● **TASK INSTRUCTIONS**: Report each line of the listing below that contains the word "tight". Case counts.

● **Saved entries**:
- - -

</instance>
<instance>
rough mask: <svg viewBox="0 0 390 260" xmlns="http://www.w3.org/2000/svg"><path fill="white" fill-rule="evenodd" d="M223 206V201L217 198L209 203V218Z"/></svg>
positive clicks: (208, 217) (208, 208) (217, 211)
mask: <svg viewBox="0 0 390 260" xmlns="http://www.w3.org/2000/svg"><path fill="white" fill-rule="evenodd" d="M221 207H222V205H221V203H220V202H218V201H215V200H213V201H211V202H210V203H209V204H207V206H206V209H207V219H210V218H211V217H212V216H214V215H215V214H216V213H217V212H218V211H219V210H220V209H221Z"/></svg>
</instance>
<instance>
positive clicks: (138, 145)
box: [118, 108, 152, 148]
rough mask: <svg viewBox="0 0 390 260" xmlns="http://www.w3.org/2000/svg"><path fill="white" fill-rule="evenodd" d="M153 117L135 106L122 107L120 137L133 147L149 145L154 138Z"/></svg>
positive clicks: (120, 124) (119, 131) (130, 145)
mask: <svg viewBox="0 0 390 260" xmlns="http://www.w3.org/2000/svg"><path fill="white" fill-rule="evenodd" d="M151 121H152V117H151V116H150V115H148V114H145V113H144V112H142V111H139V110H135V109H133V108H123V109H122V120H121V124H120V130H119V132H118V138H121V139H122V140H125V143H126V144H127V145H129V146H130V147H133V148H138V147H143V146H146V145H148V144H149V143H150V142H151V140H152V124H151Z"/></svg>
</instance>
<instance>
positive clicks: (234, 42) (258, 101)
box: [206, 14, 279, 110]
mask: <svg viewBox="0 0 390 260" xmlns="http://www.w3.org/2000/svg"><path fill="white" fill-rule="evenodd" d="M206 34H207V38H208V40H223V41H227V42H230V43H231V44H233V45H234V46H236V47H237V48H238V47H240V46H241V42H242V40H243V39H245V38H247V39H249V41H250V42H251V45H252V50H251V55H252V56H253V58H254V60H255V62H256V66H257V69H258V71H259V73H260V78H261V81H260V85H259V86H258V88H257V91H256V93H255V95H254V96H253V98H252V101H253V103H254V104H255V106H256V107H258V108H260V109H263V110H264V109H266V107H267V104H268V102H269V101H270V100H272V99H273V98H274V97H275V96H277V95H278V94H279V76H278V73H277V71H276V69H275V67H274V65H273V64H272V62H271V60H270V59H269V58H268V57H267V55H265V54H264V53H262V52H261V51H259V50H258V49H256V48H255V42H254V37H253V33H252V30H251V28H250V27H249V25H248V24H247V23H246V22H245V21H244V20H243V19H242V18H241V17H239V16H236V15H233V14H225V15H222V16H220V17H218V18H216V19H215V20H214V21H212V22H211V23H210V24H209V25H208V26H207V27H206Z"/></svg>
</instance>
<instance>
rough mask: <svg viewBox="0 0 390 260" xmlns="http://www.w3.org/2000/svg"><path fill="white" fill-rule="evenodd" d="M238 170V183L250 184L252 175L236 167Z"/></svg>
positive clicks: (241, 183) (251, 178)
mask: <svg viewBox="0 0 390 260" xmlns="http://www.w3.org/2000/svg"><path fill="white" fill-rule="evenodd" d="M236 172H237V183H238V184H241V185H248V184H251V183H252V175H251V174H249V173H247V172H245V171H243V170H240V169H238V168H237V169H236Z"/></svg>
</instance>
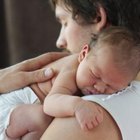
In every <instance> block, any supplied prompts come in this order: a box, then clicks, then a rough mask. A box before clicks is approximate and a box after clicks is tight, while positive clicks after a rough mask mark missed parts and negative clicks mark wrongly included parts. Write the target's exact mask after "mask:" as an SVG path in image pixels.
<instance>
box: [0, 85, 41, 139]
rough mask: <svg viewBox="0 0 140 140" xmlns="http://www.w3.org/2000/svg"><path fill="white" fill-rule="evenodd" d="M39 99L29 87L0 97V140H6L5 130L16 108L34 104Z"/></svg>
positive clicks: (19, 89)
mask: <svg viewBox="0 0 140 140" xmlns="http://www.w3.org/2000/svg"><path fill="white" fill-rule="evenodd" d="M37 99H38V98H37V96H36V95H35V93H34V92H33V90H32V89H31V88H29V87H26V88H23V89H19V90H16V91H12V92H10V93H7V94H2V95H0V140H5V129H6V128H7V126H8V125H9V118H10V114H11V112H12V111H13V110H14V108H15V107H16V106H18V105H21V104H33V103H34V102H35V101H36V100H37Z"/></svg>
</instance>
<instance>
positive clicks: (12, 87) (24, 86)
mask: <svg viewBox="0 0 140 140" xmlns="http://www.w3.org/2000/svg"><path fill="white" fill-rule="evenodd" d="M66 55H68V54H66V53H59V52H50V53H46V54H43V55H40V56H38V57H36V58H32V59H29V60H25V61H23V62H21V63H18V64H16V65H13V66H11V67H8V68H5V69H2V70H0V93H5V92H9V91H11V90H15V89H18V88H22V87H25V86H27V85H30V84H33V83H36V82H43V81H46V80H48V79H50V78H52V77H53V75H54V73H53V70H52V69H50V68H48V69H45V68H42V67H44V66H45V65H47V64H49V63H51V62H53V61H55V60H57V59H59V58H61V57H64V56H66ZM41 68H42V69H41Z"/></svg>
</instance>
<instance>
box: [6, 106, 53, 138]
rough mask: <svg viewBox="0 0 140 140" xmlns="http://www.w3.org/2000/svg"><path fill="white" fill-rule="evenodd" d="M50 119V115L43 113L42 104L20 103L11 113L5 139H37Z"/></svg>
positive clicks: (48, 122)
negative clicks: (29, 103) (6, 135)
mask: <svg viewBox="0 0 140 140" xmlns="http://www.w3.org/2000/svg"><path fill="white" fill-rule="evenodd" d="M51 121H52V117H50V116H48V115H46V114H44V112H43V107H42V105H39V104H28V105H27V104H26V105H20V106H18V107H17V108H15V109H14V110H13V112H12V113H11V117H10V123H9V126H8V128H7V130H6V134H7V137H8V139H7V140H15V139H18V138H21V139H22V140H39V139H40V137H41V136H42V134H43V132H44V131H45V130H46V128H47V127H48V126H49V124H50V123H51Z"/></svg>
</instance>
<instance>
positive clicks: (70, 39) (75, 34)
mask: <svg viewBox="0 0 140 140" xmlns="http://www.w3.org/2000/svg"><path fill="white" fill-rule="evenodd" d="M55 14H56V18H57V19H58V21H59V22H60V24H61V30H60V34H59V37H58V39H57V42H56V45H57V47H58V48H62V49H66V50H68V51H70V52H71V53H77V52H80V50H81V47H82V46H83V45H84V44H88V43H89V42H90V39H91V34H92V33H93V32H94V28H95V27H94V25H93V24H89V25H80V24H78V23H77V22H76V21H75V20H74V19H73V18H72V13H71V12H70V11H68V10H67V9H66V8H65V7H64V6H62V5H56V9H55Z"/></svg>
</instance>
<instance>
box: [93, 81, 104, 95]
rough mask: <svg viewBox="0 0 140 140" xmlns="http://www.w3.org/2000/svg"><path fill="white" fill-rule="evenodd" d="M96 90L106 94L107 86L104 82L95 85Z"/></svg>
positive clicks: (94, 85)
mask: <svg viewBox="0 0 140 140" xmlns="http://www.w3.org/2000/svg"><path fill="white" fill-rule="evenodd" d="M94 88H95V89H96V90H97V91H98V92H99V93H105V90H106V84H104V83H103V82H98V83H96V84H95V85H94Z"/></svg>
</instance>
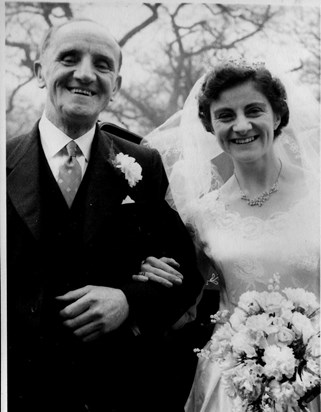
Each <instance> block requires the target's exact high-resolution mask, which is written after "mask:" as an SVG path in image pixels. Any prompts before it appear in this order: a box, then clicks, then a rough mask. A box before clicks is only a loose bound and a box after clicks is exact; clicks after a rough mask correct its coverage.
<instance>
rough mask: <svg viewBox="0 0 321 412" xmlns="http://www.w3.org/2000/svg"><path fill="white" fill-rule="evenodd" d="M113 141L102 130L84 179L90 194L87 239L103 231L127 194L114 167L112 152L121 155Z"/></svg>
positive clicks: (88, 193) (97, 131)
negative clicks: (111, 159) (100, 229)
mask: <svg viewBox="0 0 321 412" xmlns="http://www.w3.org/2000/svg"><path fill="white" fill-rule="evenodd" d="M112 142H113V141H112V140H111V139H109V138H108V137H107V136H106V133H105V134H104V135H103V134H102V133H101V131H100V130H99V128H98V127H97V128H96V133H95V137H94V141H93V145H92V150H91V155H90V161H89V165H88V169H87V171H86V174H85V177H84V179H85V178H86V179H87V181H86V182H84V183H85V187H87V188H88V189H87V193H86V196H85V216H84V240H85V242H87V241H89V240H90V239H91V237H92V236H93V235H94V234H95V233H96V232H97V230H98V229H99V228H101V224H102V222H104V221H106V219H108V218H112V212H113V210H115V208H116V207H119V206H120V204H121V202H122V200H123V199H124V198H125V197H126V195H127V193H126V192H127V191H128V189H127V187H128V185H127V184H126V181H125V179H124V178H123V176H122V175H121V173H119V171H118V170H116V168H115V167H114V166H113V165H112V164H111V158H112V157H113V156H114V154H113V152H115V153H116V154H117V153H118V149H117V147H115V146H113V145H112V144H113V143H112Z"/></svg>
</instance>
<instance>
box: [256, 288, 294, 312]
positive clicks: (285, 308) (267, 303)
mask: <svg viewBox="0 0 321 412" xmlns="http://www.w3.org/2000/svg"><path fill="white" fill-rule="evenodd" d="M262 294H263V295H264V298H265V299H264V303H263V309H264V311H265V312H266V313H275V314H277V315H281V313H282V311H283V310H285V309H292V307H293V304H292V302H290V301H288V300H287V299H285V297H284V296H282V295H281V293H279V292H262Z"/></svg>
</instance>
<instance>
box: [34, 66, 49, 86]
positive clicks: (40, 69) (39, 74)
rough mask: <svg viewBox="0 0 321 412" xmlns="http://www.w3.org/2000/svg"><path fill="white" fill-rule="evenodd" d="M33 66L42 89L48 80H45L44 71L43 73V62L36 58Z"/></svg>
mask: <svg viewBox="0 0 321 412" xmlns="http://www.w3.org/2000/svg"><path fill="white" fill-rule="evenodd" d="M33 68H34V72H35V75H36V78H37V81H38V86H39V87H40V88H41V89H43V88H44V87H46V82H45V79H44V77H43V73H42V72H43V68H42V64H41V62H40V60H36V61H35V62H34V65H33Z"/></svg>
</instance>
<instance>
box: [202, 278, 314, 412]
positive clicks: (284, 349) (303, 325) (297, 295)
mask: <svg viewBox="0 0 321 412" xmlns="http://www.w3.org/2000/svg"><path fill="white" fill-rule="evenodd" d="M319 310H320V309H319V304H318V302H317V299H316V297H315V295H314V294H313V293H311V292H306V291H305V290H304V289H292V288H286V289H284V290H282V291H281V292H280V291H279V275H278V274H275V275H273V279H271V281H270V284H269V291H266V292H255V291H250V292H246V293H244V294H243V295H242V296H241V297H240V299H239V302H238V305H237V307H236V309H235V311H234V313H233V314H232V315H231V316H230V317H229V318H228V311H222V312H218V314H216V315H213V316H212V321H213V322H223V325H222V326H221V327H219V328H218V330H217V331H216V332H215V334H214V335H213V337H212V339H211V341H210V342H209V344H208V345H207V346H206V347H205V348H204V349H202V350H199V349H195V351H196V352H198V356H201V357H206V358H208V359H214V360H216V361H218V362H219V363H220V364H221V366H222V369H223V370H224V372H223V376H222V379H223V380H224V385H225V386H226V390H227V393H228V395H229V396H231V397H232V398H234V404H235V410H236V411H253V412H254V411H258V412H272V411H273V412H284V411H299V410H305V406H304V402H302V400H304V399H305V398H306V397H307V396H308V395H309V394H311V392H312V393H313V392H314V391H317V392H319V389H320V324H319Z"/></svg>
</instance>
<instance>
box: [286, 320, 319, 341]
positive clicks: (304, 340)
mask: <svg viewBox="0 0 321 412" xmlns="http://www.w3.org/2000/svg"><path fill="white" fill-rule="evenodd" d="M291 323H292V325H293V326H292V329H293V331H294V332H295V333H296V334H298V335H301V334H302V339H303V343H305V344H306V343H307V341H308V340H309V339H310V338H311V337H312V336H313V335H315V330H314V327H313V326H312V323H311V321H310V319H309V318H307V317H306V316H305V315H302V313H300V312H294V313H293V316H292V319H291Z"/></svg>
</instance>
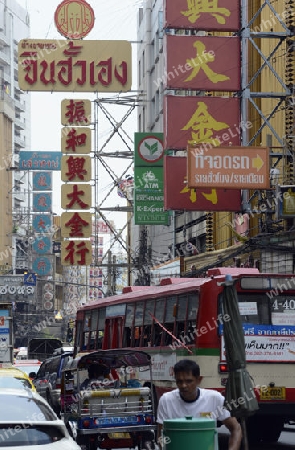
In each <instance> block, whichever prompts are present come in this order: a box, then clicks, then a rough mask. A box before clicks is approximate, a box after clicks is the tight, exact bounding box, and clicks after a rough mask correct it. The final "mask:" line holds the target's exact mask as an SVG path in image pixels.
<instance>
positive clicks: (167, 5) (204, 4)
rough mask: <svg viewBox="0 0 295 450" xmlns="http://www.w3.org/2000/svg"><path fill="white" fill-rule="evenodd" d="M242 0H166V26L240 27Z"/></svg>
mask: <svg viewBox="0 0 295 450" xmlns="http://www.w3.org/2000/svg"><path fill="white" fill-rule="evenodd" d="M240 3H241V2H240V0H211V1H210V0H198V1H191V0H173V1H171V0H165V2H164V28H176V29H177V28H184V29H189V28H194V29H197V30H205V31H206V30H208V31H237V30H239V29H240Z"/></svg>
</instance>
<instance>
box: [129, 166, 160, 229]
mask: <svg viewBox="0 0 295 450" xmlns="http://www.w3.org/2000/svg"><path fill="white" fill-rule="evenodd" d="M134 175H135V177H134V180H135V190H134V220H135V224H136V225H168V224H169V212H168V211H164V193H163V167H136V166H135V170H134Z"/></svg>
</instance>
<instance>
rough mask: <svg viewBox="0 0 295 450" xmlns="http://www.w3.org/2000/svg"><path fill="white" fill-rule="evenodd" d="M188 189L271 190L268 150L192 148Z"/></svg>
mask: <svg viewBox="0 0 295 450" xmlns="http://www.w3.org/2000/svg"><path fill="white" fill-rule="evenodd" d="M187 156H188V158H187V159H188V186H189V187H190V188H198V187H208V186H210V187H211V188H229V189H269V188H270V176H269V148H268V147H238V146H235V147H212V148H210V147H208V146H207V145H206V144H204V145H203V146H202V145H200V146H189V147H188V150H187Z"/></svg>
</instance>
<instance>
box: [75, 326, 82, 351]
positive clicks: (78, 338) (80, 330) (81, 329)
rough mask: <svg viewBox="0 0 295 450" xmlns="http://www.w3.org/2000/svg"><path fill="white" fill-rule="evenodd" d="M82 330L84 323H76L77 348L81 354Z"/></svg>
mask: <svg viewBox="0 0 295 450" xmlns="http://www.w3.org/2000/svg"><path fill="white" fill-rule="evenodd" d="M82 329H83V322H82V321H80V320H79V321H78V320H77V322H76V332H75V346H76V348H77V352H79V351H80V350H81V347H82V345H81V340H82V336H83V334H82Z"/></svg>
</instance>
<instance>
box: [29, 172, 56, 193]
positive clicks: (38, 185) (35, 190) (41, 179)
mask: <svg viewBox="0 0 295 450" xmlns="http://www.w3.org/2000/svg"><path fill="white" fill-rule="evenodd" d="M51 190H52V172H39V171H38V172H33V191H51Z"/></svg>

- - -

● **SOLUTION**:
In every <instance> block, any supplied prompts come in this order: a box, then clicks, then a rough mask. A box before clicks is approximate and a box after clicks is tight, while positive clicks after a rough mask mark missed parts and negative clicks mark wrongly included parts. Write the target's exact mask after "mask:" as an SVG path in image pixels.
In each <instance> block, whichever prompts are present come in this order: a box, then clicks, then a rough mask. A box before clicks is approximate, a box after clicks is the tight, exact bounding box, and clicks after a rough mask correct it. The final "mask:" line holds the target's exact mask as an SVG path in image pixels.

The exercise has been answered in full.